Álvaro Fonseca González es profesor de filosofía

“Para alguien con un martillo todo parece un clavo”
Viejo proverbio francés 

La teleeducación no es educación. Así de simple. Podrá ser otra cosa, tendrá su función, requerirá otro nombre, pero no es educación. Es un mero sucedáneo, un simulacro de una experiencia mucho más rica y compleja.

Esta verdad tan desnuda y directa parece difícil de aprehender por muchos. Entre estos se encuentran: familias, “expertos educativos” (sabe dios qué es eso), políticos, empresarios, docentes y otros personajes de diferente jaez. Por fortuna, no todos comulgan con este credo. Pero parece seguro que quienes no participan en este embarullado jaleo son los alumnos. El alumno, verdadero protagonista de aquello que llamamos educación, ha permanecido silente. Su voz ha sido acallada por los canales oficiales y uno cree fácil descubrir los motivos espurios que hay detrás: la rebelión de buena parte del alumnado contra el teletrabajo docente.

Es cierto que el debate sobre qué es y qué no es educación podría retrotraerse hasta las disputas entre Sócrates y los sofistas en el ágora ateniense, recreadas magistralmente en los diálogos platónicos. Visto lo que está sucediendo, poco hemos aprendido de las enseñanzas que seríamos capaces de obtener de la paideia griega. Pero mi intención es otra y no consiste en rastrear hasta la filosofía antigua los términos de esta polémica, sino en ofrecer un análisis de urgencia que sirva para desenmascarar las persuasivas falacias de los defensores de la teleeducación.

No obstante, antes de continuar, me gustaría reconocer que esta tarea es altamente complicada y posiblemente esté abocada al fracaso. Complicada por el altísimo grado de implantación de la ideología californiana en nuestras vidas y mentalidades y abocada al fracaso por tener la sensación de solo hablar para los ya convencidos de antemano. Aun así, mi intención es exponer, sin ánimo exhaustivo, algunas de las razones críticas contra el teletrabajo docente.
★ ★ ★ ★ ★ ★ ★
### INSTRUCCIONES
- A) Reproduce sin cambios el fragmento del texto sobre la teleeducación comprendido entre "Álvaro Fonseca González" y "rica y compleja.", ambos incluidos.
- B) Escribe la continuación del texto sobre la teleeducación a partir de su última oración.

Datos
★ ★ ★ ★ ★ ★ ★
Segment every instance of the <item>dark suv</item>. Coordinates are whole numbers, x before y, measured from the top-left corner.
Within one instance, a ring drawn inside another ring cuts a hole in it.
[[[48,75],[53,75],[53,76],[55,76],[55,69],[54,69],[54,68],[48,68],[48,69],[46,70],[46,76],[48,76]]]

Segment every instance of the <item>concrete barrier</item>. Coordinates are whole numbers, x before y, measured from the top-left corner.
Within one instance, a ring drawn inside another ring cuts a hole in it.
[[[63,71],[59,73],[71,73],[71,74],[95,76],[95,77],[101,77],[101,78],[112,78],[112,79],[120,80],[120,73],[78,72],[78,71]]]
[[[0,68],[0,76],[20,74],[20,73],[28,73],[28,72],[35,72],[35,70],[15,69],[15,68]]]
★ ★ ★ ★ ★ ★ ★
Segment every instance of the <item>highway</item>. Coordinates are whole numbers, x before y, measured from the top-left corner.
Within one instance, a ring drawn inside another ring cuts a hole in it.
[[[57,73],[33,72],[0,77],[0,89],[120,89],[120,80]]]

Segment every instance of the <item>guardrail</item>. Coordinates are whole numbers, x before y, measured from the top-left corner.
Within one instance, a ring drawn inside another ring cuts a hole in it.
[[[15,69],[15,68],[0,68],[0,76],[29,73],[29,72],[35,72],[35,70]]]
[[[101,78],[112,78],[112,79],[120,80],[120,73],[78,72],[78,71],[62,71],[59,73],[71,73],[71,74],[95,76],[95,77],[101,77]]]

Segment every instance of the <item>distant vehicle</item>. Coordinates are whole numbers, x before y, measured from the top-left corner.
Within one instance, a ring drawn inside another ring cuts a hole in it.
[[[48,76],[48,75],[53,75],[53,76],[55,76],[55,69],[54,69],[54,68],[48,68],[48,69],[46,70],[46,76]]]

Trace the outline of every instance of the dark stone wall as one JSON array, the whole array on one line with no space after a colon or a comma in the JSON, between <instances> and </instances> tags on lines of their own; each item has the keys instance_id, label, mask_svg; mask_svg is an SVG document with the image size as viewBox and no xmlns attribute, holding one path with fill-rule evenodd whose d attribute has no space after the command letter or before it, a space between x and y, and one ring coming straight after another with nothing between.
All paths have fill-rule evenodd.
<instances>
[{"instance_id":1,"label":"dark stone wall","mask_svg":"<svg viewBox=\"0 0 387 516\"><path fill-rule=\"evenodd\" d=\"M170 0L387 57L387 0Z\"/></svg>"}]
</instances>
★ ★ ★ ★ ★ ★ ★
### RESPUESTAS
- A)
Álvaro Fonseca González es profesor de filosofía

“Para alguien con un martillo todo parece un clavo”
Viejo proverbio francés 

La teleeducación no es educación. Así de simple. Podrá ser otra cosa, tendrá su función, requerirá otro nombre, pero no es educación. Es un mero sucedáneo, un simulacro de una experiencia mucho más rica y compleja.

- B)
Educar es socializar y las máquinas no socializan

La educación exige el contacto social, ya que la socialización es uno de los atributos inscritos en la naturaleza humana. La educación reclama el contacto directo, que ahora tenemos prohibido por el confinamiento, con el otro. Así, la experiencia educativa es un acto de apertura a otras personas. Es, por tanto, una experiencia orientada a traspasar los estrechos límites del yo y crecer. Ello quiere decir que la educación es un diálogo con uno mismo, pero también con el otro; y es en ese arte dialéctico donde sucede el aprendizaje. Pero esta idea tradicional de educación es la que se ha visto socavada por el irrefrenable empuje de la última revolución tecnológica. La crisis del COVID 19 simplemente supone la aceleración de este proceso, aprovechada por los grandes capitales privados que ven la educación como negocio. Las palabras de Neil Postman, en su magnífico libro Tecnópolisi, son
más elocuentes que las mías. Dice Postman que “al pensar en el ordenador no es su eficiencia como instrumento educativo lo que deberíamos tener en cuenta. Lo que necesitamos saber es de qué modo transforma nuestra idea de aprendizaje y cómo, junto a la televisión, socava la concepción tradicional de la escuela”. Palabras premonitorias escritas en 1992.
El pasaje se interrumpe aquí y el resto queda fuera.